Stored items from a collection
*****
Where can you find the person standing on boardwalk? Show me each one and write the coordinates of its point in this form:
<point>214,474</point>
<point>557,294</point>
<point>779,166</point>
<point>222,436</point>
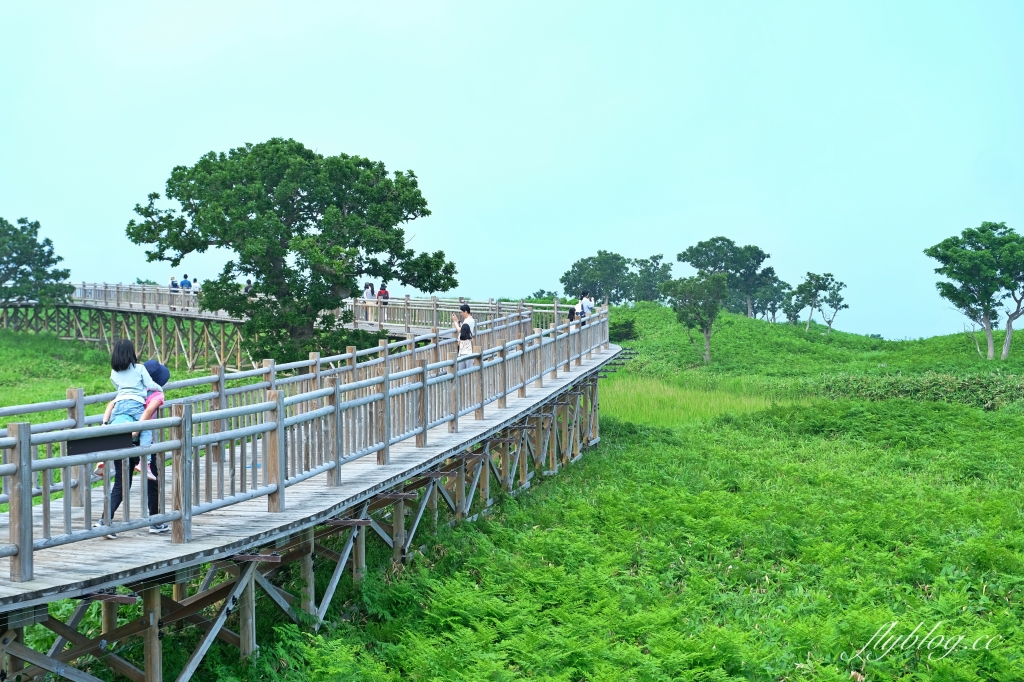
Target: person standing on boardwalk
<point>382,297</point>
<point>464,322</point>
<point>368,296</point>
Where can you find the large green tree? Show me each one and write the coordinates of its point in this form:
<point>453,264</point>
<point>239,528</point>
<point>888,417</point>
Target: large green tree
<point>985,266</point>
<point>305,227</point>
<point>28,271</point>
<point>605,275</point>
<point>740,264</point>
<point>697,302</point>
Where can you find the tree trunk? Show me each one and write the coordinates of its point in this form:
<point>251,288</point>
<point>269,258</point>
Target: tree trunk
<point>988,336</point>
<point>1010,335</point>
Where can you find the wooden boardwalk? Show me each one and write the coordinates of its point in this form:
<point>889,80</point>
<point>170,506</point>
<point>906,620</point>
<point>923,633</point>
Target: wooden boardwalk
<point>86,566</point>
<point>281,457</point>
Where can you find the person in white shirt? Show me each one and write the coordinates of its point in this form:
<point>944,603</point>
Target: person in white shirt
<point>369,300</point>
<point>464,322</point>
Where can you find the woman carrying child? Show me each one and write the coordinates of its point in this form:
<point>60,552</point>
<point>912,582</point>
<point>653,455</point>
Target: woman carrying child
<point>140,392</point>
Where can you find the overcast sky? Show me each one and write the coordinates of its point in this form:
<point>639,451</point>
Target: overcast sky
<point>841,137</point>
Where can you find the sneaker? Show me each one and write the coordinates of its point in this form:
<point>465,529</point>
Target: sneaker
<point>109,536</point>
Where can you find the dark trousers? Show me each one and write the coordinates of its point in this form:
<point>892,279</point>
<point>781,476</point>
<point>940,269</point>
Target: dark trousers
<point>153,487</point>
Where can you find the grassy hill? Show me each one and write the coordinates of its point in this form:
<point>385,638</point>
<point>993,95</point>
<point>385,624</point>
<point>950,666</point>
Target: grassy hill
<point>748,520</point>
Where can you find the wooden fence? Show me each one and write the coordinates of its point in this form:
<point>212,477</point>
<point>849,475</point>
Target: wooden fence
<point>257,432</point>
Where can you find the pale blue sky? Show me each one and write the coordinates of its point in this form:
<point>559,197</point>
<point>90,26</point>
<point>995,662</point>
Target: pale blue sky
<point>839,137</point>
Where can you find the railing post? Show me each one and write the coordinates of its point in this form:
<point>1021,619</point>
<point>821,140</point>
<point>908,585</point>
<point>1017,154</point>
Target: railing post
<point>384,420</point>
<point>478,361</point>
<point>334,431</point>
<point>18,487</point>
<point>554,350</point>
<point>454,393</point>
<point>216,450</point>
<point>271,376</point>
<point>523,373</point>
<point>181,474</point>
<point>538,360</point>
<point>503,376</point>
<point>77,412</point>
<point>275,454</point>
<point>422,412</point>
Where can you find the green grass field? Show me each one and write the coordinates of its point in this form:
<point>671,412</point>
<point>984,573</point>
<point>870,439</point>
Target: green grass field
<point>749,520</point>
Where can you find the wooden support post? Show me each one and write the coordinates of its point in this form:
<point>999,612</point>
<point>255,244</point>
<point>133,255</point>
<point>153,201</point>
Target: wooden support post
<point>398,527</point>
<point>18,487</point>
<point>274,454</point>
<point>306,571</point>
<point>271,375</point>
<point>181,474</point>
<point>359,554</point>
<point>215,451</point>
<point>247,620</point>
<point>153,648</point>
<point>506,466</point>
<point>554,351</point>
<point>460,491</point>
<point>108,616</point>
<point>522,367</point>
<point>423,414</point>
<point>384,414</point>
<point>503,376</point>
<point>479,385</point>
<point>334,431</point>
<point>454,392</point>
<point>537,361</point>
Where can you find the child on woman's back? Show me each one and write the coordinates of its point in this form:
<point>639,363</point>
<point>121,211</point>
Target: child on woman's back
<point>154,400</point>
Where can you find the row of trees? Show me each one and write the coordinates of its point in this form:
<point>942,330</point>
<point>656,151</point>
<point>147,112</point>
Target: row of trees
<point>985,270</point>
<point>29,271</point>
<point>729,276</point>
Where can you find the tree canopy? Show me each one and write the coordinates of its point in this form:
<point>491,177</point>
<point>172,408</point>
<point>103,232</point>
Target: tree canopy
<point>740,264</point>
<point>697,302</point>
<point>985,266</point>
<point>28,272</point>
<point>605,276</point>
<point>305,227</point>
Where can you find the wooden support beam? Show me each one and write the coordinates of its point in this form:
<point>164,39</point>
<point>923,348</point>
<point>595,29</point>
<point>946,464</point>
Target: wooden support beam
<point>207,640</point>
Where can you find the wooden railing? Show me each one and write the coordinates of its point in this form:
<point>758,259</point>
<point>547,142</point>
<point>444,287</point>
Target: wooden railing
<point>256,433</point>
<point>408,312</point>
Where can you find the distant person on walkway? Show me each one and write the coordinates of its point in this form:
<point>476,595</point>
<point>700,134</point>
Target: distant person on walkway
<point>133,383</point>
<point>369,295</point>
<point>382,297</point>
<point>585,306</point>
<point>464,322</point>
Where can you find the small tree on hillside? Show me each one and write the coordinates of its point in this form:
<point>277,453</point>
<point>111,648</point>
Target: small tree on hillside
<point>605,276</point>
<point>697,302</point>
<point>809,292</point>
<point>979,273</point>
<point>741,264</point>
<point>305,227</point>
<point>770,296</point>
<point>647,276</point>
<point>830,301</point>
<point>27,266</point>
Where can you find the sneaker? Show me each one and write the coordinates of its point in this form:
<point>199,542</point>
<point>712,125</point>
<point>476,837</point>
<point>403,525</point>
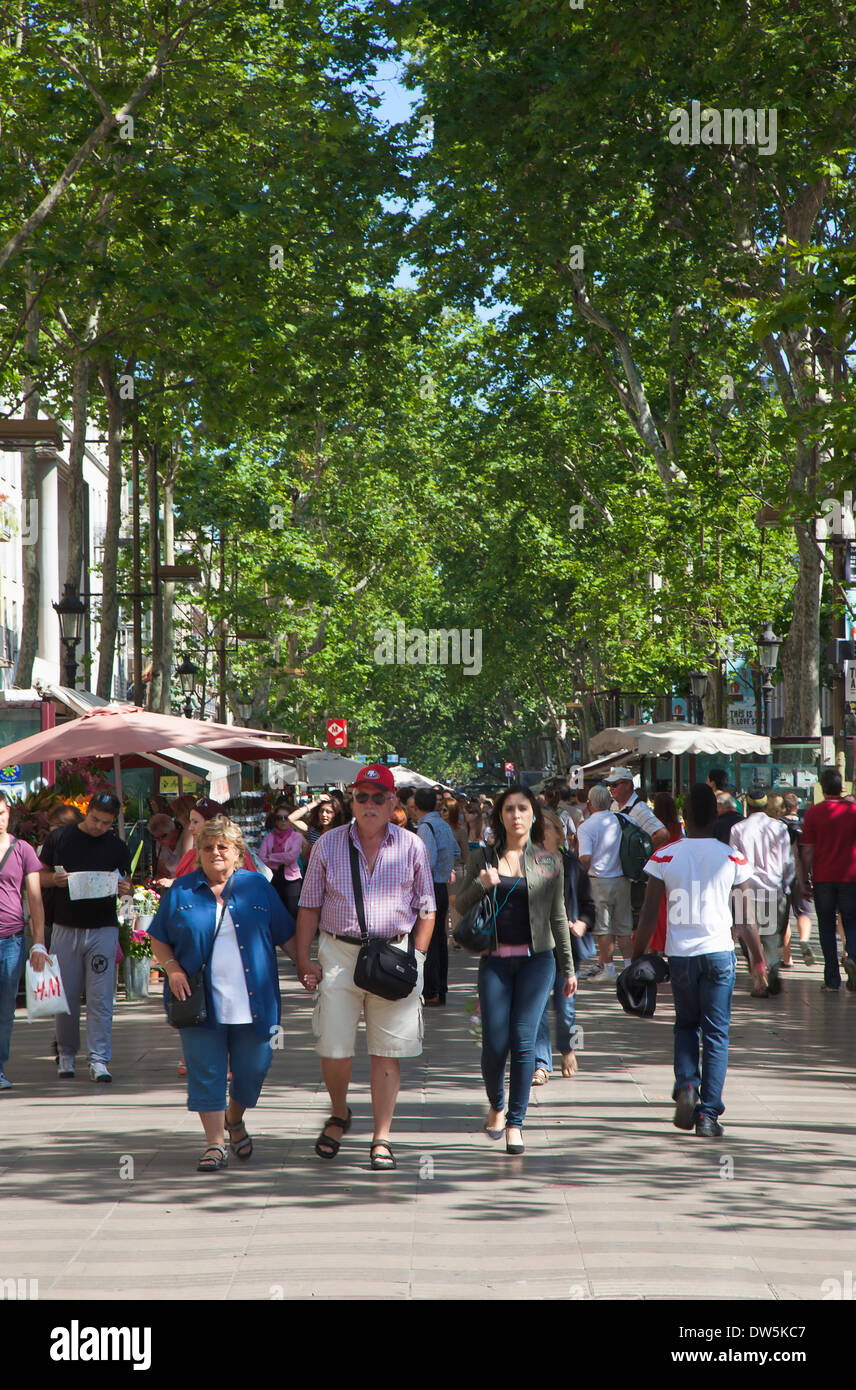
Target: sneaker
<point>592,972</point>
<point>685,1108</point>
<point>708,1127</point>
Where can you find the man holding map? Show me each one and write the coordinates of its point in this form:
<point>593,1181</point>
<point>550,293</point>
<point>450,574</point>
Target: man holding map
<point>86,865</point>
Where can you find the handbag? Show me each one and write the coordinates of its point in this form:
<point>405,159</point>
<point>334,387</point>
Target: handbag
<point>191,1012</point>
<point>380,968</point>
<point>477,929</point>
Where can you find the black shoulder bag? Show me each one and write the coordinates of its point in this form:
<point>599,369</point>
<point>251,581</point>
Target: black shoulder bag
*****
Turn every line of the material into a Markdown table with the columns "Row" and "Line". Skip blank lines and leave the pictures out.

> **FULL RESPONSE**:
| Row | Line |
|---|---|
| 1 | Where can you find the person standing on boardwalk? Show me each one and write the coordinates of its point in this form: |
| 2 | <point>214,474</point> |
| 3 | <point>557,294</point> |
| 4 | <point>779,166</point> |
| 5 | <point>222,436</point> |
| 6 | Target: person standing on boardwalk |
| 7 | <point>382,297</point> |
| 8 | <point>464,322</point> |
| 9 | <point>368,296</point> |
| 10 | Where can you find the large green tree? Show me each one and write the coordinates of its point in this form: |
| 11 | <point>453,264</point> |
| 12 | <point>239,528</point> |
| 13 | <point>888,417</point> |
| 14 | Target: large green tree |
| 15 | <point>985,266</point> |
| 16 | <point>305,227</point> |
| 17 | <point>28,271</point> |
| 18 | <point>605,275</point> |
| 19 | <point>740,264</point> |
| 20 | <point>697,302</point> |
| 21 | Where can you find the tree trunk? Show me each one and write the coordinates of its point in this form: |
| 22 | <point>251,288</point> |
| 23 | <point>269,258</point> |
| 24 | Target: tree trunk |
| 25 | <point>988,336</point> |
| 26 | <point>1010,335</point> |
| 27 | Where can you find the wooden boardwalk? Show me each one and write the coordinates of its point in this form: |
| 28 | <point>889,80</point> |
| 29 | <point>170,506</point> |
| 30 | <point>906,620</point> |
| 31 | <point>923,633</point> |
| 32 | Target: wooden boardwalk |
| 33 | <point>86,566</point> |
| 34 | <point>281,457</point> |
| 35 | Where can you find the person in white shirt? Show me each one and write the coordinates of its point in this form: |
| 36 | <point>944,603</point> |
| 37 | Target: person in white shirt |
| 38 | <point>369,300</point> |
| 39 | <point>464,322</point> |
| 40 | Where can you find the woman carrying child? Show me each one and write the coordinates of its point in this form: |
| 41 | <point>60,552</point> |
| 42 | <point>912,582</point> |
| 43 | <point>653,455</point> |
| 44 | Target: woman carrying child |
| 45 | <point>140,392</point> |
| 46 | Where can you find the overcast sky? Show me each one and write the coordinates of its point in this form: |
| 47 | <point>639,451</point> |
| 48 | Target: overcast sky |
| 49 | <point>841,137</point> |
| 50 | Where can you find the sneaker? Show me each one and write the coordinates of its point in this form: |
| 51 | <point>465,529</point> |
| 52 | Target: sneaker |
| 53 | <point>109,536</point> |
| 54 | Where can you find the dark trousers? Show me each one and write the coordinates of its point in this form: |
| 55 | <point>892,279</point> |
| 56 | <point>781,476</point> |
| 57 | <point>940,269</point> |
| 58 | Target: dark trousers |
| 59 | <point>153,487</point> |
| 60 | Where can you find the grassy hill? Show me each one and write the coordinates of its point in this form: |
| 61 | <point>385,638</point> |
| 62 | <point>993,95</point> |
| 63 | <point>385,624</point> |
| 64 | <point>950,666</point> |
| 65 | Target: grassy hill |
| 66 | <point>748,520</point> |
| 67 | Where can you find the wooden fence? Show me each one and write the coordinates of its point in this form: |
| 68 | <point>212,477</point> |
| 69 | <point>849,475</point> |
| 70 | Target: wooden fence |
| 71 | <point>257,432</point> |
| 72 | Where can you find the pale blue sky? Show me each one and write the coordinates of its point in this form: |
| 73 | <point>559,197</point> |
| 74 | <point>90,26</point> |
| 75 | <point>995,662</point> |
| 76 | Target: pale blue sky |
| 77 | <point>839,137</point> |
| 78 | Where can you find the railing post? Show me each one and write the coordinates of its point in this form: |
| 79 | <point>1021,619</point> |
| 80 | <point>821,140</point> |
| 81 | <point>908,585</point> |
| 82 | <point>1017,154</point> |
| 83 | Target: railing post |
| 84 | <point>384,420</point> |
| 85 | <point>478,361</point> |
| 86 | <point>334,431</point> |
| 87 | <point>18,487</point> |
| 88 | <point>554,350</point> |
| 89 | <point>454,393</point> |
| 90 | <point>216,450</point> |
| 91 | <point>271,376</point> |
| 92 | <point>523,373</point> |
| 93 | <point>181,474</point> |
| 94 | <point>538,360</point> |
| 95 | <point>503,376</point> |
| 96 | <point>77,412</point> |
| 97 | <point>275,454</point> |
| 98 | <point>422,412</point> |
| 99 | Where can you find the green grass field? Show me each one and write the coordinates of its point in this form: |
| 100 | <point>671,412</point> |
| 101 | <point>984,573</point> |
| 102 | <point>870,439</point> |
| 103 | Target: green grass field |
| 104 | <point>749,520</point> |
| 105 | Where can you find the wooden support post? Show me each one and write the coordinates of its point in this form: |
| 106 | <point>999,612</point> |
| 107 | <point>255,244</point> |
| 108 | <point>133,255</point> |
| 109 | <point>153,201</point> |
| 110 | Target: wooden support post |
| 111 | <point>398,527</point> |
| 112 | <point>18,487</point> |
| 113 | <point>274,454</point> |
| 114 | <point>306,571</point> |
| 115 | <point>271,375</point> |
| 116 | <point>181,474</point> |
| 117 | <point>359,554</point> |
| 118 | <point>215,451</point> |
| 119 | <point>247,620</point> |
| 120 | <point>153,648</point> |
| 121 | <point>506,466</point> |
| 122 | <point>554,351</point> |
| 123 | <point>460,491</point> |
| 124 | <point>108,616</point> |
| 125 | <point>522,367</point> |
| 126 | <point>423,414</point> |
| 127 | <point>384,414</point> |
| 128 | <point>503,376</point> |
| 129 | <point>479,385</point> |
| 130 | <point>334,431</point> |
| 131 | <point>454,392</point> |
| 132 | <point>537,361</point> |
| 133 | Where can you find the child on woman's back? Show me each one and write the coordinates of its point in this form: |
| 134 | <point>639,363</point> |
| 135 | <point>121,211</point> |
| 136 | Target: child on woman's back |
| 137 | <point>154,400</point> |
| 138 | Where can you find the row of trees? Show me each one and write the coordinates of its point in this form: |
| 139 | <point>942,330</point> |
| 140 | <point>656,151</point> |
| 141 | <point>147,112</point> |
| 142 | Target: row of trees |
| 143 | <point>985,270</point> |
| 144 | <point>29,271</point> |
| 145 | <point>729,276</point> |
| 146 | Where can you find the tree canopy? Show me each one and write the coordinates of its point in this form: |
| 147 | <point>491,177</point> |
| 148 | <point>172,408</point> |
| 149 | <point>103,232</point> |
| 150 | Target: tree canopy |
| 151 | <point>740,264</point> |
| 152 | <point>697,302</point> |
| 153 | <point>985,266</point> |
| 154 | <point>28,272</point> |
| 155 | <point>605,276</point> |
| 156 | <point>305,227</point> |
| 157 | Where can you find the wooden support beam? Show me each one and write the coordinates of its point in this form: |
| 158 | <point>164,39</point> |
| 159 | <point>923,348</point> |
| 160 | <point>595,29</point> |
| 161 | <point>946,464</point> |
| 162 | Target: wooden support beam |
| 163 | <point>207,640</point> |
| 164 | Where can you find the wooden railing? Show me each one and write the coordinates of its point in this form: |
| 165 | <point>758,259</point> |
| 166 | <point>547,142</point> |
| 167 | <point>444,287</point> |
| 168 | Target: wooden railing |
| 169 | <point>256,433</point> |
| 170 | <point>408,312</point> |
| 171 | Where can you find the distant person on walkway? Show me each one and write the coordinates of its point in this form: |
| 172 | <point>476,595</point> |
| 173 | <point>700,134</point> |
| 174 | Target: distant person on walkway |
| 175 | <point>133,383</point> |
| 176 | <point>369,295</point> |
| 177 | <point>382,297</point> |
| 178 | <point>585,306</point> |
| 179 | <point>464,322</point> |
| 180 | Where can you find the small tree on hillside? Show me each one and write the coordinates of its point in this form: |
| 181 | <point>277,453</point> |
| 182 | <point>111,648</point> |
| 183 | Target: small tree on hillside |
| 184 | <point>605,276</point> |
| 185 | <point>697,302</point> |
| 186 | <point>809,292</point> |
| 187 | <point>979,273</point> |
| 188 | <point>741,264</point> |
| 189 | <point>305,227</point> |
| 190 | <point>770,296</point> |
| 191 | <point>647,276</point> |
| 192 | <point>830,301</point> |
| 193 | <point>27,266</point> |
| 194 | Where can you find the sneaker? Show me each one and write the coordinates of its point in this form: |
| 195 | <point>199,542</point> |
| 196 | <point>712,125</point> |
| 197 | <point>476,837</point> |
| 198 | <point>403,525</point> |
| 199 | Target: sneaker |
| 200 | <point>592,972</point> |
| 201 | <point>685,1108</point> |
| 202 | <point>708,1127</point> |
| 203 | Where can you find the man holding map? Show me each one and write the coordinates of its point in this form: |
| 204 | <point>593,1181</point> |
| 205 | <point>550,293</point> |
| 206 | <point>450,574</point> |
| 207 | Target: man holding map |
| 208 | <point>86,865</point> |
| 209 | Where can you find the handbag? Show me each one and write the coordinates of its point in this form: |
| 210 | <point>405,159</point> |
| 211 | <point>334,387</point> |
| 212 | Target: handbag |
| 213 | <point>191,1012</point> |
| 214 | <point>380,968</point> |
| 215 | <point>477,929</point> |
| 216 | Where can you find the black shoulder bag? Show me each one and write the coordinates of its point in this form: |
| 217 | <point>599,369</point> |
| 218 | <point>251,581</point> |
| 219 | Target: black shoulder bag |